Reading passage |

╔══

For Seasonal Affection Deficit Victims, End of Holidays is SADD

WELLESLEY FALLS, Mass.  Marci Bowline is noted among her suburban housewife peers for her enthusiastic, some would say aggressive approach to the holiday season that runs from Thanksgiving to New Year’s Day.  “I’m not saying she’s over-the-top,” says a neighborhood acquaintance named Judy Blasner who asked to remain anonymous, “but her gingerbread house was so big they had to get a zoning variance.”


“Honey, the building inspector says we need to add more icing to the roof.”

 

But with the end of the period of intense socializing, decorating, baking and gift-shopping comes a sense of lassitude that verges on depression, sending Marci into a tailspin from which she is unlikely to recover until–and unless–she receives an expensive item of jewelry from her husband Cliff for Valentine’s Day in February.  “Marci gets so excited stringing white lights over everything that she burns out like a space shuttle re-entering the earth’s atmosphere,” Cliff says to this reporter in hushed tones so as not to alarm his wife until she reads his comment on internet.  “I’ve tried everything short of a tranquilizer gun, nothing calms her down.”


“Maybe we just need to add a few more lights . . . somewhere.”

 

Marci suffers from Seasonal Affection Deficit Disorder, a malady whose symptoms include exhaustion, indifference, and a loss of interest in sex and less lurid expressions of sentiment.  “SADD sufferers–and try saying that five times fast–sink into a state of despair shortly after taking out the last load of chardonnay bottles from their New Year’s Eve party,” says Dr. Clinton Kusker of the Institute for the Study of Suburban Housewife Ailments in Ladue, Missouri.  “Where before they would merely flinch when their husbands tried to touch them, once SADD sets in they are liable to tear off a body part.”

Some husbands cope with the ailment by making themselves scarce beginning with the National Football League’s “Wild Card Weekend” until the final whistle blows at the Super Bowl, but specialists recommend that they try to maintain contact with their wives from a distance, like powerful space telescopes set to receive signals from aliens in other galaxies.  Cliff Bowline is a member of the latter group, and he made a hesitant, tentative approach to his dispirited wife last night in the hope of renewing their pre-Thanksgiving state of equilibrium.

“I’ve heard good things about that new TV series,” he says, poking his head into a darkened den where she sits, brooding and nursing a glass of white wine.

“Which one?” Marci asks.

“The Marvelous Mrs. Maisel.  It’s getting great reviews and . . .”

“Just what I need,” Marci snaps.  “A TV show about a bitter woman whose husband sleeps with his secretary.”

╚══

Task instructions |
(a) Reproduce the passage of the article on Seasonal Affection Deficit Disorder starting at "Some husbands cope" and ending at "state of equilibrium.".
(b) In the article on Seasonal Affection Deficit Disorder, what organization is Dr. Clinton Kusker with?

Entries provided |
╔══

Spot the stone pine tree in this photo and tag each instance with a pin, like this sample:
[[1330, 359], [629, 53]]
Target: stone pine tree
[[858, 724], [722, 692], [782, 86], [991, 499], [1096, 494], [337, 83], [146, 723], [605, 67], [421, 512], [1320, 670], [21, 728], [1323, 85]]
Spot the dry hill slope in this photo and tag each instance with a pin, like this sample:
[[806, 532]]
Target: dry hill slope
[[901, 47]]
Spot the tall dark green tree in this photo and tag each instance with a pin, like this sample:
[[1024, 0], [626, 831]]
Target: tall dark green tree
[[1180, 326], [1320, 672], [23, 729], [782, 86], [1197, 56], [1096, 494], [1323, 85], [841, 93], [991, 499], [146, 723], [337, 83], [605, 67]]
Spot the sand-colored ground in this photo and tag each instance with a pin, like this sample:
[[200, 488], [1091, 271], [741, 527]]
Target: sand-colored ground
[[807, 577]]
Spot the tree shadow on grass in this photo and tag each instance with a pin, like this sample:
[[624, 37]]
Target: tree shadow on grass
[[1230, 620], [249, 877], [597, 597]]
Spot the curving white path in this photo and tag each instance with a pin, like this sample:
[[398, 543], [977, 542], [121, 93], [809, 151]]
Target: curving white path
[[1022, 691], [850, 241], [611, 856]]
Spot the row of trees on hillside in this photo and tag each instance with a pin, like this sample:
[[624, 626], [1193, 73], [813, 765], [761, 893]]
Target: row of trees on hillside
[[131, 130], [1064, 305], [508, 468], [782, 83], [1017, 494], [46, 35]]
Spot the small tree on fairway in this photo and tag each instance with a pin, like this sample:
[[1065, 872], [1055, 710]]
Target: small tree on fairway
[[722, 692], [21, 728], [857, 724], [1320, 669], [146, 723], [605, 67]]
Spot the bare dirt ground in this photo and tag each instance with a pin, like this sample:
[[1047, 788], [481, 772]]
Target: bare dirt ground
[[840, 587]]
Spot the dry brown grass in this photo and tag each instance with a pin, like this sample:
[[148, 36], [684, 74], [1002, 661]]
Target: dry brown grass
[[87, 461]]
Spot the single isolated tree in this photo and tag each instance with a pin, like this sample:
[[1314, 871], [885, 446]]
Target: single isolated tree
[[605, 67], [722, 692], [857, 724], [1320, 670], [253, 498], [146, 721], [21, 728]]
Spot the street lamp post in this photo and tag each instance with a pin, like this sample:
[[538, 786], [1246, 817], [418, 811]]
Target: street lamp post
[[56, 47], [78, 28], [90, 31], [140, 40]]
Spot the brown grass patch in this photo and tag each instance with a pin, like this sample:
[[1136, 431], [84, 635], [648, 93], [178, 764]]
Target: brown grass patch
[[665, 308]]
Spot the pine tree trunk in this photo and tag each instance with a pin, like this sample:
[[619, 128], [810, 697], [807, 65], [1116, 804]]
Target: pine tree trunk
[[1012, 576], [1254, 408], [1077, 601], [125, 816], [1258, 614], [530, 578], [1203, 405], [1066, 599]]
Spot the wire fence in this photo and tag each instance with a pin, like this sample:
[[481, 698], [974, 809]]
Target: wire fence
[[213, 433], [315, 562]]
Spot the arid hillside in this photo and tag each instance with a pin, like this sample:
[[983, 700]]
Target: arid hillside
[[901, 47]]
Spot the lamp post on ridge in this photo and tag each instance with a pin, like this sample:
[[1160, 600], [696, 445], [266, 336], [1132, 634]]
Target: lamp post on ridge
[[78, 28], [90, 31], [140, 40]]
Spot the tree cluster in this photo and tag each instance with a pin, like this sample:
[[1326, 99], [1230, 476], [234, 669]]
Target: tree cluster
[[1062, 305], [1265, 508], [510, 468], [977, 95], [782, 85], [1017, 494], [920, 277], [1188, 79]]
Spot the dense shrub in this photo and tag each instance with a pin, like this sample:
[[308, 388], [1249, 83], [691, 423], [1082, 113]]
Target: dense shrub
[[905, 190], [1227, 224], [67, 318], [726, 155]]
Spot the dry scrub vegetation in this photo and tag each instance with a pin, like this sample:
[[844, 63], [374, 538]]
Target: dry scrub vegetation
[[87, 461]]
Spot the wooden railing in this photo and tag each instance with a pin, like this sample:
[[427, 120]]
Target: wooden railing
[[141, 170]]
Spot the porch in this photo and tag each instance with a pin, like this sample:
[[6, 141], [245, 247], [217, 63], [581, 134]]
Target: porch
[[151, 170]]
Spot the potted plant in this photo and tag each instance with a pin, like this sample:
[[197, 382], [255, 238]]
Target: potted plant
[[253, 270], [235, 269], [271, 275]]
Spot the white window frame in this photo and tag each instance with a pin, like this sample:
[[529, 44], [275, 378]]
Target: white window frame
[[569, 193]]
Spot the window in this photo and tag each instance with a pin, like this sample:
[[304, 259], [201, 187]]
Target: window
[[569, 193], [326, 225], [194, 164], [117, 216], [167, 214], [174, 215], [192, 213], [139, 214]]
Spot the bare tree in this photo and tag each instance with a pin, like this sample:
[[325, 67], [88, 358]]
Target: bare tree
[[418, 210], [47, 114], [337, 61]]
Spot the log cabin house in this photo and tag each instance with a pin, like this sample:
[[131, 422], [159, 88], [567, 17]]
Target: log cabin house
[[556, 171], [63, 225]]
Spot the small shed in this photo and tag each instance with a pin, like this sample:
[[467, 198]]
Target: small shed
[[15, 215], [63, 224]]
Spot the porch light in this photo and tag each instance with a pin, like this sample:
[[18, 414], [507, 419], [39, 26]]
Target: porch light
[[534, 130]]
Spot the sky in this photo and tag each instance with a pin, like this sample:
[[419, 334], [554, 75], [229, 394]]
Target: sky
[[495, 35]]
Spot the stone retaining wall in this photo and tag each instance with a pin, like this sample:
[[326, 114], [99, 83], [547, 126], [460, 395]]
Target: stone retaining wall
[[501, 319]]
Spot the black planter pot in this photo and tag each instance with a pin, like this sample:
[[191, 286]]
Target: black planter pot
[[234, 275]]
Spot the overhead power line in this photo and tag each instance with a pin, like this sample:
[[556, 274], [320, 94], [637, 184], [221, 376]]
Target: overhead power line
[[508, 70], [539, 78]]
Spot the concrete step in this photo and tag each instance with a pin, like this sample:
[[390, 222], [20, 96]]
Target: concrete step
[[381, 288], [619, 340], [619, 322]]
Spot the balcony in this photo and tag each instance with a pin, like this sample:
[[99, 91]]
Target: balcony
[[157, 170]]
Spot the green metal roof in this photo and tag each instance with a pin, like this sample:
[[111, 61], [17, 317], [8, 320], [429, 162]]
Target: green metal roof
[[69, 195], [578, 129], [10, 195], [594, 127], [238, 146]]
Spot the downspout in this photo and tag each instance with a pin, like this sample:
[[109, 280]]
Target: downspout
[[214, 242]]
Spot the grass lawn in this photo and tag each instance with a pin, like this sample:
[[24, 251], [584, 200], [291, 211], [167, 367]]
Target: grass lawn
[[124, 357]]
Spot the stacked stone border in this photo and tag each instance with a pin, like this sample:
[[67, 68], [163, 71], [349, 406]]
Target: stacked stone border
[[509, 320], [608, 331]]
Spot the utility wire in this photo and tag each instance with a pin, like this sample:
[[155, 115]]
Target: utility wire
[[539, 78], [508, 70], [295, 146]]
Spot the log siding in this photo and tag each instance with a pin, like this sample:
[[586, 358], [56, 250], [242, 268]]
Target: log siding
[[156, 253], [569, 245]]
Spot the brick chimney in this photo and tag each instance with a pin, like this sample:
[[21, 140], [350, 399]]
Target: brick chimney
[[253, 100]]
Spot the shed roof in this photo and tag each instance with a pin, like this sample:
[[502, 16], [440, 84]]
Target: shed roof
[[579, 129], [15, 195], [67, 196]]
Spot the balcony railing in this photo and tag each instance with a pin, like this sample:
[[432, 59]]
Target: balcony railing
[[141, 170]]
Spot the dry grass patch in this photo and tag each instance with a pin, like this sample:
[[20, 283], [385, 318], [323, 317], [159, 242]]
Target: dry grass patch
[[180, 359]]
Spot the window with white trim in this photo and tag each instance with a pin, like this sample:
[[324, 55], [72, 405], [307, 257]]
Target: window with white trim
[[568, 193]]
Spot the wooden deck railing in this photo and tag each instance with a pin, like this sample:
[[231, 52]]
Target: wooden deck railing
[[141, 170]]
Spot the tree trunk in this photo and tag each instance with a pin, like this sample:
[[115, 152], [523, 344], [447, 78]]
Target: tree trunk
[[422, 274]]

╚══

Per-task outputs |
(a)
Some husbands cope with the ailment by making themselves scarce beginning with the National Football League’s “Wild Card Weekend” until the final whistle blows at the Super Bowl, but specialists recommend that they try to maintain contact with their wives from a distance, like powerful space telescopes set to receive signals from aliens in other galaxies.  Cliff Bowline is a member of the latter group, and he made a hesitant, tentative approach to his dispirited wife last night in the hope of renewing their pre-Thanksgiving state of equilibrium.

(b) The Institute for the Study of Suburban Housewife Ailments in Ladue, Missouri.